Цель задания> Пожалуйста, определите, соответствуют ли тексту о Пикассо утверждения ниже, и к каждому ответу «да» или «нет» приведите решающие слова текста в точной цитате. 1. Одними из последних работ Тициана были «Наказание Марсия» и венецианская «Пьета». 2. Пикассо разрушал искусство из нетерпимости к прошлому. 3. Копии Пикассо с картин Веласкеса, Пуссена и Делакруа относятся к последнему периоду его жизни.

Текст документа>
:::
Последние картины Рембрандта, в особенности его автопортреты, – это, как всем известно, пересмотр всего, что художник делал прежде. Все предстает в ином свете. Тициан, проживший почти такую же долгую жизнь, как Пикассо, напоследок написал «Наказание Марсия» и венецианскую «Пьету» – две поразительные работы, в которых краска-плоть скована мертвенным холодом. И у Рембрандта, и у Тициана контраст между поздними и ранними работами разителен. Однако есть здесь и преемственность, пусть ее непросто определить в двух словах. Эта преемственность – в единстве художественного языка, культурного контекста, религии, роли искусства в общественной жизни. Единство, где всему отведено свое определенное место, до некоторой степени примиряло старого художника с его неизбывным отчаянием; и трагическое чувство безысходности трансформировалось в грустную мудрость или мольбу.
С Пикассо ничего подобного не произошло – возможно, потому, что в его творчестве, по многим причинам, не было такой преемственности, такого единства. Он сам очень много сделал в искусстве для разрушения искусства. И не потому, что был иконокластом или отличался нетерпимостью к прошлому, а потому, что ненавидел унаследованные от прошлого полуправды «образованных классов». Он разрушал во имя правды. Но то, что он разрушил, не успело до его смерти реинтегрироваться в культурную традицию. Его копии с картин старых мастеров (Веласкеса, Пуссена, Делакруа), выполненные в последний период жизни, были попыткой найти товарищей, воссоздать разорванные связи, восстановить преемственность. Художники прошлого позволили ему присоединиться к своей компании. Но присоединиться к нему было не в их силах.
Одиночество – удел стариков. Но Пикассо был одинок непоправимо, поскольку оказался отрезан от современного мира как человек и от преемственности живописной традиции как художник. Ничто не говорило с ним, ничто его не обуздывало, и его навязчивая идея превратилась в одержимость, манию, бешеную ярость бессилия – нечто прямо противоположное мудрости.
Старик, впадающий в бешенство при мысли о красоте того, что ему больше недоступно. Фарс. Ярость. И в чем же выражается его мания? (Если бы он не мог ежедневно рисовать и писать, он бы и впрямь сошел с ума: только оставаясь художником, совершая привычные действия с карандашом или кистью в руке, он мог доказать себе, что все еще жив.) Она выражается в прямом возвращении к таинственной связи между пигментом и плотью, к общим для них знакам. Она в бешенстве краски как не имеющей границ эрогенной зоны. И общие знаки, вместо того чтобы указывать на взаимное желание, теперь обнажают сексуальные механизмы. Грубо. Гневно. Кощунственно. Это живопись, клянущая свою собственную силу и свою мать. Живопись, поносящая то, чему она некогда поклонялась, как святыне. До Пикассо никто и представить себе не мог, на какую непристойность способна живопись в поругании собственных истоков (не путать с банальным иллюстрированием непристойностей). Пикассо раскрыл в ней эту способность.
:::
Показанные записи>
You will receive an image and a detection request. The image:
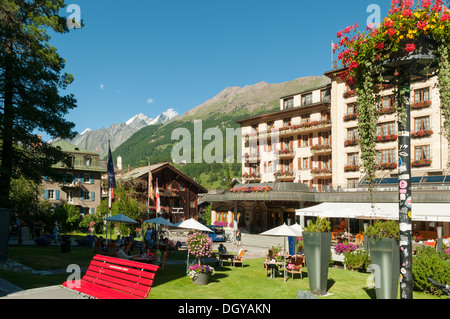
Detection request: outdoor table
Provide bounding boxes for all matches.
[278,253,292,281]
[264,260,286,280]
:::
Решение задания>
1. Да: «Тициан, проживший почти такую же долгую жизнь, как Пикассо, напоследок написал «Наказание Марсия» и венецианскую «Пьету»».
2. Нет: «И не потому, что был иконокластом или отличался нетерпимостью к прошлому, а потому, что ненавидел унаследованные от прошлого полуправды «образованных классов»».
3. Да: «Его копии с картин старых мастеров (Веласкеса, Пуссена, Делакруа), выполненные в последний период жизни».